| PROBLEM REQUIREMENTS |
All that is wanted is a word-for-word copy of the line with "Where can you spot the player's outstretched arm?" and every line after it in the data below.
----- RECORDS FOR THIS EXERCISE -----
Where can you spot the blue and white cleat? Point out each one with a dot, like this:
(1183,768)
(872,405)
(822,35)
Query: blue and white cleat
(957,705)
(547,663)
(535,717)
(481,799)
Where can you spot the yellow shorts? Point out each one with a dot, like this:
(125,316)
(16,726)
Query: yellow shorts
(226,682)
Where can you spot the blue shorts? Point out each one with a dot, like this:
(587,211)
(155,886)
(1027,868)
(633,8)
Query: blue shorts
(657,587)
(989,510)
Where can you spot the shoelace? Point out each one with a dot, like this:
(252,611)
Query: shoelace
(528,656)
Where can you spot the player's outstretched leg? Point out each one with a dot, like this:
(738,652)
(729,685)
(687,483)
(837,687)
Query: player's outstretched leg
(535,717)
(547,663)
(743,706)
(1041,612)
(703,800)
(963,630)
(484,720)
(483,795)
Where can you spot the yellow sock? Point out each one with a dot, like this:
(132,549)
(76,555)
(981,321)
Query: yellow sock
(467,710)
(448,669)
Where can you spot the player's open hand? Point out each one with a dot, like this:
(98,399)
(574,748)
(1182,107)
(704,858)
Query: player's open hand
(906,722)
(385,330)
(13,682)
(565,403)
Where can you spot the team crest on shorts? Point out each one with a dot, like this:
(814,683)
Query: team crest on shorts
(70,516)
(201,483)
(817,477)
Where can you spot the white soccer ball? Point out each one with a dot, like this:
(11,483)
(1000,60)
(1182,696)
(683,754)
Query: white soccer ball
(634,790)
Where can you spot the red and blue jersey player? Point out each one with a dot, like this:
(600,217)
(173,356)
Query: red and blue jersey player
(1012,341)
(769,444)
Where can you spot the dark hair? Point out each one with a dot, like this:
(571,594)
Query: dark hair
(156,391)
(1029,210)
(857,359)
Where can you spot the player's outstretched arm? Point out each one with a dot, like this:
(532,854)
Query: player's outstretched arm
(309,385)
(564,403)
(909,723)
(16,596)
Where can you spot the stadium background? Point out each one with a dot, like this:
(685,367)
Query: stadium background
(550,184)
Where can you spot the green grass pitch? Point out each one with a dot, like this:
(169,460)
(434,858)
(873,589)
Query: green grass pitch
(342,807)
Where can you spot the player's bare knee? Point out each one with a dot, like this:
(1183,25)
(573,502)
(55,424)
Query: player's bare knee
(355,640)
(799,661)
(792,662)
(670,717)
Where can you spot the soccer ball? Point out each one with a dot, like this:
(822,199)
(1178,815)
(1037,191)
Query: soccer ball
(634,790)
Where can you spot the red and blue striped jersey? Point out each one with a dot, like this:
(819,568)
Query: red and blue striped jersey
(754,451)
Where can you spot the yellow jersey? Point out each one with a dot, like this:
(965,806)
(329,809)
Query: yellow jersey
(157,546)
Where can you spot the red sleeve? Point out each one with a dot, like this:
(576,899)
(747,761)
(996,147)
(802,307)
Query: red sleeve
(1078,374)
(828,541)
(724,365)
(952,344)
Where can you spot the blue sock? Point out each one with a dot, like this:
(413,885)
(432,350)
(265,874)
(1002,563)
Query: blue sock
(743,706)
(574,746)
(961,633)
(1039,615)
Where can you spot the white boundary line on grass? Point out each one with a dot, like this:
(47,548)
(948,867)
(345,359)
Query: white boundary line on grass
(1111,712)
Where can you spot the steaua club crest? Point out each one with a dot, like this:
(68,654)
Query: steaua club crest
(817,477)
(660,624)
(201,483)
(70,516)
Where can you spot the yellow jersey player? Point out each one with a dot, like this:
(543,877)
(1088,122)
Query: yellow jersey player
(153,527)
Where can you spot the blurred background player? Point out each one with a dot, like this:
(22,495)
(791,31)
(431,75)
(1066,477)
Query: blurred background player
-----
| WRITTEN ANSWER |
Where can you spot the player's outstretched arm? Point out each one with a dot, like this:
(532,854)
Query: player's outstretched arm
(309,385)
(564,403)
(909,723)
(16,596)
Where can you spot the stadium background? Point out each one with a dot, like this:
(685,367)
Query: stadium background
(550,184)
Where can you spot the green grass pitch? Point out each one with a dot, like this:
(169,460)
(434,858)
(873,589)
Query: green grass pitch
(342,807)
Where can you spot the player's bare knee? Point out each one with a dot, like this:
(1183,25)
(573,502)
(55,424)
Query: player's bare knee
(355,640)
(799,661)
(792,662)
(670,717)
Where can you spot the soccer ball? Point out each one with a dot, like this:
(822,199)
(1178,815)
(1037,191)
Query: soccer ball
(634,790)
Where can you spot the red and blue striped jersey? Point out each one with a dot, like this:
(819,568)
Query: red and blue striped jersey
(754,451)
Where can you spot the yellow jersey? Point out each one with a dot, like this:
(965,806)
(329,809)
Query: yellow jersey
(157,546)
Where can you spot the red sleeve? Point out each one with a dot, like this:
(576,899)
(747,761)
(996,147)
(802,307)
Query: red sleeve
(1078,374)
(828,541)
(724,365)
(952,344)
Where can you spot the blue sock? Point out each one with a dot, like this:
(413,885)
(432,350)
(265,874)
(1002,563)
Query: blue sock
(743,706)
(574,746)
(961,633)
(1039,615)
Where can you spot the white boundary line on grass? Point out each one with a dot, like this:
(47,548)
(948,867)
(345,359)
Query: white boundary line on grass
(1111,712)
Where can you spot the steaua club crest? Point out each one with a dot, like this:
(68,654)
Query: steaua club crest
(817,477)
(660,624)
(201,483)
(70,516)
Where can you spot the yellow jersey player? Point out each one with a dot, like this:
(543,877)
(1088,122)
Query: yellow jersey player
(153,527)
Where can you spot the blurred background player? Point out each one with a dot, like this:
(22,495)
(791,31)
(431,75)
(1066,477)
Query: blurred background player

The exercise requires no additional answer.